If, therefore, the enforcement of the security in question for the subsequent indebtedness of appellants to appellee, under the oral agreement already set forth, is to be regarded as a tacking by the mortgagee to his mortgage of advances subsequently made, the defense of the appellants to the cross-bill upon that ground is not well taken. No maxim of equity is better settled than that he, who asks equity, must do equity; and, where a party seeks in a court of equity to divest another of the legal title to land, the court may impose equitable terms, on which relief will be granted. (Galbraith v. Tracy, 153 Ill. 54; St. Patrick's Catholic Church v. Daly, 116 id. 76; DeWalsh v. Braman, 160 id. 415).
Fifth—Appellants, however, insist that the equitable title to the property in controversy, under the agreement of October 8,1878, was not in either or both of the appellants alone, but in the heirs of Daniel F. Carpenter, and that, upon this ground, it would be unjust to require the debts of appellants to be paid, in order to secure a redemption, which is alleged to be for the benefit of all of such heirs. This contention cannot be sustained, because the rights of the heirs were extinguished by their failure to redeem from the master’s sale within the time limited by law, and by the subsequent issue of the master’s deed to appellee. In addition to this, the agreement itself upon its face provides, that appellee was to hold the certificate of sale for his own benefit, unless Henry Carpenter, 'or the heirs of Daniel F. Carpenter, deceased, or some, or all of them, should, within fifteen months from such purchase, pay appellee the money advanced, etc. The payment made on September 1,1882, was made with the money of the appellants alone, and not with any money belonging to all the heirs of Daniel F. Carpenter. So far as appellee was concerned, he had a right, under the terms of the agreement, to deal with Henry Carpenter, or with him and his brother, Daniel B. Carpenter, and not necessarily with all the heirs.
- Sixth—We are unable to see what the appellants are to gain by resisting the ‘ enforcement of the security for the payment of their’subsequent indebtedness to appellee. If appellee’s cross-bill is dismissed for want of equity, or on account of the absence of any legal right to obtain the relief thereby asked, then the case stands upon the issue made by the original bill of the appellants and the answer of appellee and the amendment to such answer. By the original bill appellants seek to redeem the property upon the payment only of what may be due under the original agreement of October 8,1878. The last payment made upon that agreement by appellants was made on September 1, 1882. In his amended answer to the original bill appellee pleads laches and the Statute of Limitations. More than fourteen years elapsed after September 1, 1882, before the original bill to redeem was filed in this case on May 7, 1897. It is clear, therefore, that, if the agreement of October 8,1878, was a mortgage, the debt secured thereby was barred by the Statute of Limitations when the original bill herein was filed; and the right to foreclose the agreement, as a mortgage for the security of that debt, was also barred by the statute. The right to foreclose and the right to redeem are reciprocal rights; and, if one is gone, then the other is lost. “If the Statute of Limitations then barred a foreclosure, it, for the same reason, barred a redemption from the deed, regarded as a mortgage, for the right to redeem and the right to foreclose are reciprocal, and when the one is barred-, the other is barred.” (Green v. Capps, 142 Ill. 286; Walker v. Warner, 179 id. 16; Jackson v. Lynch, 129 id. 72; Locke v. Caldwell, 91 id. 417).
====
Task list:
a) Can you rewrite the court opinion, everything from "If, therefore, the" down to "160 id. 415).", with "maxim" replaced by "principle"?
b) Based on the court opinion, what are the answers to these questions?
(i) Within how many months of the purchase was the money advanced to be repaid to appellee under the agreement?
(ii) On what date did appellants make the last payment on the original agreement?
(iii) On what date was the original bill to redeem filed?

Information given:
====
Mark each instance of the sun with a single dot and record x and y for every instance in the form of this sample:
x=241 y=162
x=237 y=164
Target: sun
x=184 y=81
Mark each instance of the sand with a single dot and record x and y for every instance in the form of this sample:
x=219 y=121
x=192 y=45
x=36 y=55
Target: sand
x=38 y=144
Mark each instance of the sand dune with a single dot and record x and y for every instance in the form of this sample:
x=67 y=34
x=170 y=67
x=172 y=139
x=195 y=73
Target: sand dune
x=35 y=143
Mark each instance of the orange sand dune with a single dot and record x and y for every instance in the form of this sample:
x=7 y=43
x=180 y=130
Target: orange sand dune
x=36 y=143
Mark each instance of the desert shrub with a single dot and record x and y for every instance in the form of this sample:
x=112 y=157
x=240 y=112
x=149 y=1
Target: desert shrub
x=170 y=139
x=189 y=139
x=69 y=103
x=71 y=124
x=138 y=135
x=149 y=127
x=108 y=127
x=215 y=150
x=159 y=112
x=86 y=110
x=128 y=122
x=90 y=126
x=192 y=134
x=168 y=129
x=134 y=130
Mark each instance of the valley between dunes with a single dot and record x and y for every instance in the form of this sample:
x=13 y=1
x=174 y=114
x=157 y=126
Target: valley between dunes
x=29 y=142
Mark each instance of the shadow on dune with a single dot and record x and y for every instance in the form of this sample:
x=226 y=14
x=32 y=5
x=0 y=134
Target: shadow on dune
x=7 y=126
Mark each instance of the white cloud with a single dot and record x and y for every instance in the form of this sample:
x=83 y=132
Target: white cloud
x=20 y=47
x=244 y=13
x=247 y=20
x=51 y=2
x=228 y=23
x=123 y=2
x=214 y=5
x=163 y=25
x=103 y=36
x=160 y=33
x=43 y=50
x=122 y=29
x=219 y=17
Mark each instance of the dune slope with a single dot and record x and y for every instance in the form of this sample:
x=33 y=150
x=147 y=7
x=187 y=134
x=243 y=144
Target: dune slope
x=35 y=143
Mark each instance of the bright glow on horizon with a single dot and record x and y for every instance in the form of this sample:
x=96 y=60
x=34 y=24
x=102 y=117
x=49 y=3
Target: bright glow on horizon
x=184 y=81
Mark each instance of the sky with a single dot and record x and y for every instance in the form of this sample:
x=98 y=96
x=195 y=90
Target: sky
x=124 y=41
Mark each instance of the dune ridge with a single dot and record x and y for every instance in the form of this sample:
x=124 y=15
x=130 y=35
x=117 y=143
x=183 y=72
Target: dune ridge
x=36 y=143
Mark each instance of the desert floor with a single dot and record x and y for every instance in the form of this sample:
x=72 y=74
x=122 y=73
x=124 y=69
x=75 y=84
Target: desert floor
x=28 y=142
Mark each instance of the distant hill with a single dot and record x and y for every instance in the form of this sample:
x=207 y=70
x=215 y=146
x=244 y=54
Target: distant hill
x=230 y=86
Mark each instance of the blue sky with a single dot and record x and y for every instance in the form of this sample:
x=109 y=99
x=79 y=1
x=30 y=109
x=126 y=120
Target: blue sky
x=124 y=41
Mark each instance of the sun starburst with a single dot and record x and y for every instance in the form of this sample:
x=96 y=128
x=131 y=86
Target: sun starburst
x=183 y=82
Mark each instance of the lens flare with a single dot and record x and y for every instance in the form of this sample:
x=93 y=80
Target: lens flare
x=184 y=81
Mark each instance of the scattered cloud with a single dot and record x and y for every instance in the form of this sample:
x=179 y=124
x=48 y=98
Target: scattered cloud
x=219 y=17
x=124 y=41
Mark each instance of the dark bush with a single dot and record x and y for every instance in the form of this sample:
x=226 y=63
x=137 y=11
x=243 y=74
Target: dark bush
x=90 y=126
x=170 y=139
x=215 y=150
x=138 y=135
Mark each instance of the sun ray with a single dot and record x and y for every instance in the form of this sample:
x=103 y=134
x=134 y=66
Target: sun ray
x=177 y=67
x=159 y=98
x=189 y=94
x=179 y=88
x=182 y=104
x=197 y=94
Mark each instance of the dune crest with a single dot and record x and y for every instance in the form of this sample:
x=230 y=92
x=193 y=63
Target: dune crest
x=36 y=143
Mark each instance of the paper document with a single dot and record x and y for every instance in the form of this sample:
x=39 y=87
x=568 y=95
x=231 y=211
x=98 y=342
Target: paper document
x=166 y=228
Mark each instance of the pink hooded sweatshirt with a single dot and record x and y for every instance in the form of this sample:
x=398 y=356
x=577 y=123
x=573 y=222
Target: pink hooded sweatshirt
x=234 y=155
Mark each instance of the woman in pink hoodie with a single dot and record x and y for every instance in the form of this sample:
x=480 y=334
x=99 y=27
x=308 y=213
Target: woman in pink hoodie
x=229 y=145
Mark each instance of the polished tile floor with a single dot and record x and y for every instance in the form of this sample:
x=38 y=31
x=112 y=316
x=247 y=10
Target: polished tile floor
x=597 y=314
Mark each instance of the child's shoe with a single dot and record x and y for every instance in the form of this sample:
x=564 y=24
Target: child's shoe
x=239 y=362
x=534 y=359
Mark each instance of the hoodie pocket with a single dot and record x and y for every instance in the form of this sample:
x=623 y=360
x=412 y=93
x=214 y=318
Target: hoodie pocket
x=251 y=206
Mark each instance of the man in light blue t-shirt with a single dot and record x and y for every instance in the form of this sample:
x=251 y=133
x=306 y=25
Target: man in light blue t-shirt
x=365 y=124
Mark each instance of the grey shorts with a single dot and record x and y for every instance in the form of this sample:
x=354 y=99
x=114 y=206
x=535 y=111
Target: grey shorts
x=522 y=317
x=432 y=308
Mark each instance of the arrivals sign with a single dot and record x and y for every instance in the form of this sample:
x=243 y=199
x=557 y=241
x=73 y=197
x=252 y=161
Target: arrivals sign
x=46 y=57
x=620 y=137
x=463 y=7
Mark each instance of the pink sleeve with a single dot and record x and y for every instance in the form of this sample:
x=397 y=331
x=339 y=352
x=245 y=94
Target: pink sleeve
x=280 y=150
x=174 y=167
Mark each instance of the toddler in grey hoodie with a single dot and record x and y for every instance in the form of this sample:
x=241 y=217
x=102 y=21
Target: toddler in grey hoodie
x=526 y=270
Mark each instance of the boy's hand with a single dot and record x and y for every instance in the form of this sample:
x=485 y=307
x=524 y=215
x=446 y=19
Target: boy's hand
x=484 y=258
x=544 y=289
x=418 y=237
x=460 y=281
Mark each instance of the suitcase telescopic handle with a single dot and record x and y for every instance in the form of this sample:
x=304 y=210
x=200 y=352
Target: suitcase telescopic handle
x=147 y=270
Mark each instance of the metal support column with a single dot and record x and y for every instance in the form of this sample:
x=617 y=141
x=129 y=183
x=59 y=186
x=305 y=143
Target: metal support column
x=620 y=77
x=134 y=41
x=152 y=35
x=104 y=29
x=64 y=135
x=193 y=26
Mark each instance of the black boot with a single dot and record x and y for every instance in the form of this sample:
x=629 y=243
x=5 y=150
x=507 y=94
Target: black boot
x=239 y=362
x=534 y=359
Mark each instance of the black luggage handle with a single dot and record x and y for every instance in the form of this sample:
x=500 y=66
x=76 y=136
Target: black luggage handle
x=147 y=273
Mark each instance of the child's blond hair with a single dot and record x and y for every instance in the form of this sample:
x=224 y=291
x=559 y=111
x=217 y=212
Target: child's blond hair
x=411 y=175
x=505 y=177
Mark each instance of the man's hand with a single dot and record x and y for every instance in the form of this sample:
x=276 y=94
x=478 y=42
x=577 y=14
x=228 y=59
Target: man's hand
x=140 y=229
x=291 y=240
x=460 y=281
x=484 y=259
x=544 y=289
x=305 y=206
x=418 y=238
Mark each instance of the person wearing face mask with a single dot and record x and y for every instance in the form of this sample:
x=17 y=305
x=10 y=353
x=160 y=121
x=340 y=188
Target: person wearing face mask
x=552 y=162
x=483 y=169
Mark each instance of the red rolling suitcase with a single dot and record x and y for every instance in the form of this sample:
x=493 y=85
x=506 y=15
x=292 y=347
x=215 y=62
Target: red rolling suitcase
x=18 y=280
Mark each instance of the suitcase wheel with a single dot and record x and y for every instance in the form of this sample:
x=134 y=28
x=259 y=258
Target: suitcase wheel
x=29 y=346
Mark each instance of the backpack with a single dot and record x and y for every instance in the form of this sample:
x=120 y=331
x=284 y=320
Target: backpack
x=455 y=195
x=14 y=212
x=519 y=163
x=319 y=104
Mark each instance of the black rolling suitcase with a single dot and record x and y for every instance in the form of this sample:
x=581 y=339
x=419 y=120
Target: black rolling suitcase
====
Outputs for the tasks:
a)
If, therefore, the enforcement of the security in question for the subsequent indebtedness of appellants to appellee, under the oral agreement already set forth, is to be regarded as a tacking by the mortgagee to his mortgage of advances subsequently made, the defense of the appellants to the cross-bill upon that ground is not well taken. No principle of equity is better settled than that he, who asks equity, must do equity; and, where a party seeks in a court of equity to divest another of the legal title to land, the court may impose equitable terms, on which relief will be granted. (Galbraith v. Tracy, 153 Ill. 54; St. Patrick's Catholic Church v. Daly, 116 id. 76; DeWalsh v. Braman, 160 id. 415).

b)
(i) Fifteen months
(ii) September 1, 1882
(iii) May 7, 1897